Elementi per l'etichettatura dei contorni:
##########

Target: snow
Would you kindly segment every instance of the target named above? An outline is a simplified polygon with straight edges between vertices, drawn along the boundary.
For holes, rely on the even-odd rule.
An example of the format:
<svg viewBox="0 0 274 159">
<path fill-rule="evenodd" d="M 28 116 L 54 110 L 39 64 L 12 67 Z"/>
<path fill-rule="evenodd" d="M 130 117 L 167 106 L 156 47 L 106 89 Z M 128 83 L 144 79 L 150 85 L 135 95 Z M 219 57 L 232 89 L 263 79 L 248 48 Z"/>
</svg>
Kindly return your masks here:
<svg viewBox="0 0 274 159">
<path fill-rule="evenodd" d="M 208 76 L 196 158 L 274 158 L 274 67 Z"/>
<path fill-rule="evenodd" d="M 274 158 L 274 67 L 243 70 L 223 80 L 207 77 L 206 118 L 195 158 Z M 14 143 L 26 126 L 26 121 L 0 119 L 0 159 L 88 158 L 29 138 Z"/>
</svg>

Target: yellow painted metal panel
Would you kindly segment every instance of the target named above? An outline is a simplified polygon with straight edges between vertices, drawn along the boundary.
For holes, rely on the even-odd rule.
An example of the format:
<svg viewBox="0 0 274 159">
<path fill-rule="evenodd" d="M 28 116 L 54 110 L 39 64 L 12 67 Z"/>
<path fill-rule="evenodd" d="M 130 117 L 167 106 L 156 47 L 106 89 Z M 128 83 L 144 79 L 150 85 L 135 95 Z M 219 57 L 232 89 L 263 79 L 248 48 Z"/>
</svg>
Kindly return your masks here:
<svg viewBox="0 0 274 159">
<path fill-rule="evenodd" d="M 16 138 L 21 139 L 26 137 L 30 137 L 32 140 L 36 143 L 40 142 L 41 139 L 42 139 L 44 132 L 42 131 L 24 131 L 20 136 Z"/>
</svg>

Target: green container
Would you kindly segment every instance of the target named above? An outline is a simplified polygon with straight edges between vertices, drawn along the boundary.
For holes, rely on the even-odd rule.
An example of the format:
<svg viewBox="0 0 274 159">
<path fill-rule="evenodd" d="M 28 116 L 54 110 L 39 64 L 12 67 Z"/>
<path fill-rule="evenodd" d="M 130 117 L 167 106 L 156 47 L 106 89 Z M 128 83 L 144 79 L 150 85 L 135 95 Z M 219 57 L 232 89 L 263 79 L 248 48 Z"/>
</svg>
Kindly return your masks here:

##########

_Compito da svolgere_
Riporta come elenco JSON di stringhe, una per ogni riga e senza le righe vuote, tutto il materiale dalla riga che contiene "Target: green container" fino alla fine.

_Risposta_
[
  "Target: green container",
  "Would you kindly segment every instance of the target named above? An outline is a simplified polygon with straight edges between vertices, drawn along the boundary.",
  "For holes, rely on the even-odd rule.",
  "An example of the format:",
  "<svg viewBox=\"0 0 274 159\">",
  "<path fill-rule=\"evenodd\" d=\"M 28 116 L 54 110 L 39 64 L 12 67 Z\"/>",
  "<path fill-rule=\"evenodd\" d=\"M 130 117 L 167 106 L 156 47 L 106 89 Z M 128 83 L 144 79 L 150 85 L 135 95 Z M 219 57 L 232 89 L 263 79 L 248 48 Z\"/>",
  "</svg>",
  "Kindly return your masks here:"
]